_TASKS TO PERFORM_
a) In the HackingWeek Keygenme write-up, transcribe the part that opens with the words containing "How we managed" and closes with "be alphanumeric [a-zA-Z0-9].".
b) According to the HackingWeek Keygenme write-up, what is the md5sum of the expected password?
c) Condense the paragraph of the HackingWeek Keygenme write-up that begins "This Reverse Engineering challenge was probably" into a single shorter sentence that keeps its main facts.

_SELECTED TEXT_
=====

# HackingWeek 2015 - Reverse 4

How we managed to solve a Keygenme with Python and Z3 a high-performance theorem prover.

## Introduction

This Reverse Engineering challenge was probably the most interesting one I ever solved. It took me a few days to complete it but it was totally worth it because I learned about symbolic execution and how to use Z3 The Theorem Prover.

I will write more articles about Z3 in a near future but until a later time I will explain how to solve this challenge.

## Context

The goal of this Reverse Engineering challenge is to find the password for which the given ELF 64-bit binary will print "Success !".
To make the solving a bit easier we are given a few hints :

• The password must be alphanumeric [a-zA-Z0-9].
• The md5sum of the expected password is 3efafa3e161a756e6e1711dbceaf9d68.

## Static Analysis

We can say that the binary is quite small, it is less than 4 Kb, we won't have too much code to analyse.

The interesting part of the code is located between `0x04006A0` and `0x04008F9`.
We can find a hashing routine from `0x04006A0` to `0x040085D` which we will name calculate and a routine to check if a hash is valid from `0x0400863` to `0x04008F9` which we will name verify.

=====

_SOURCE DATA_
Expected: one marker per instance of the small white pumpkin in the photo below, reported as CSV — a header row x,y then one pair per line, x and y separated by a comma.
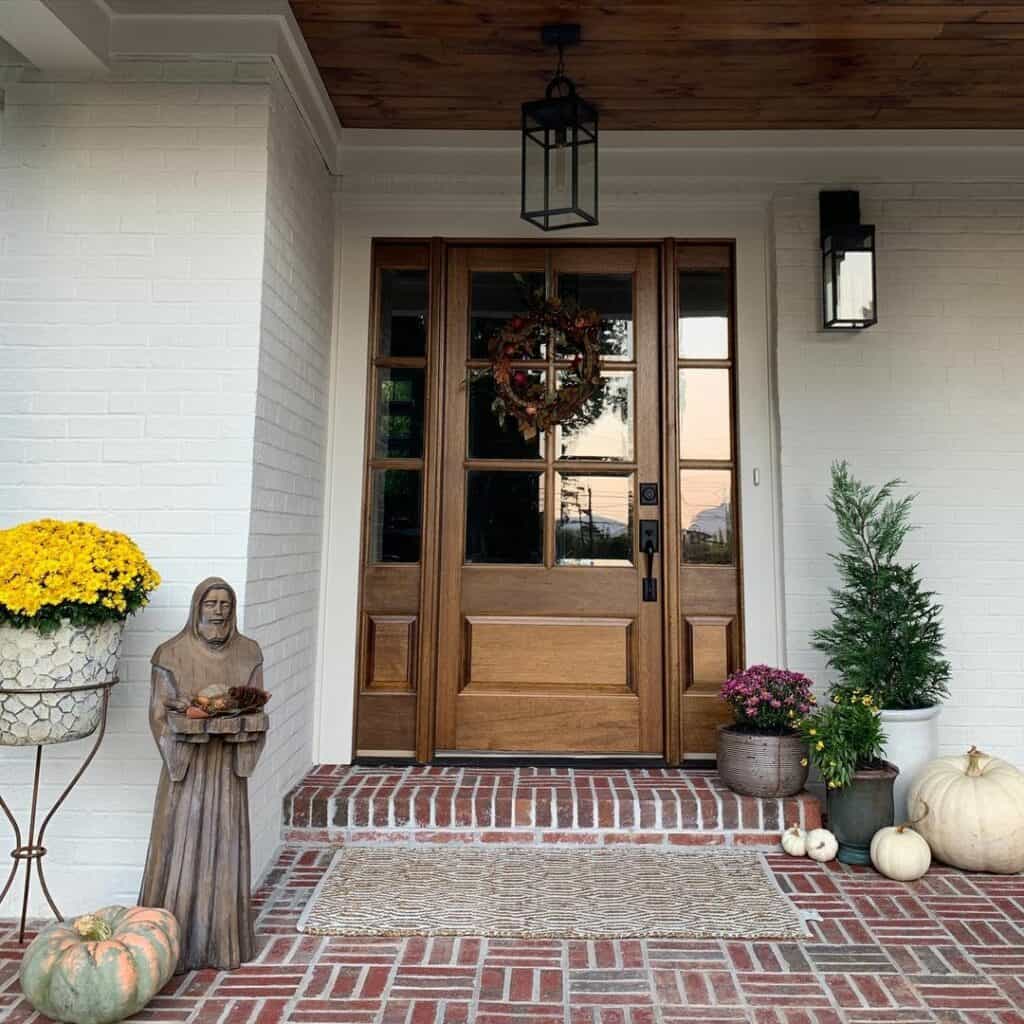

=====

_SOLUTIONS TO THE PROBLEMS_
a)
How we managed to solve a Keygenme with Python and Z3 a high-performance theorem prover.

## Introduction

This Reverse Engineering challenge was probably the most interesting one I ever solved. It took me a few days to complete it but it was totally worth it because I learned about symbolic execution and how to use Z3 The Theorem Prover.

I will write more articles about Z3 in a near future but until a later time I will explain how to solve this challenge.

## Context

The goal of this Reverse Engineering challenge is to find the password for which the given ELF 64-bit binary will print "Success !".
To make the solving a bit easier we are given a few hints :

• The password must be alphanumeric [a-zA-Z0-9].

b) 3efafa3e161a756e6e1711dbceaf9d68

c) This reverse engineering challenge was probably the most interesting one the writer ever solved, taking a few days but worth it for teaching symbolic execution and how to use the Z3 theorem prover.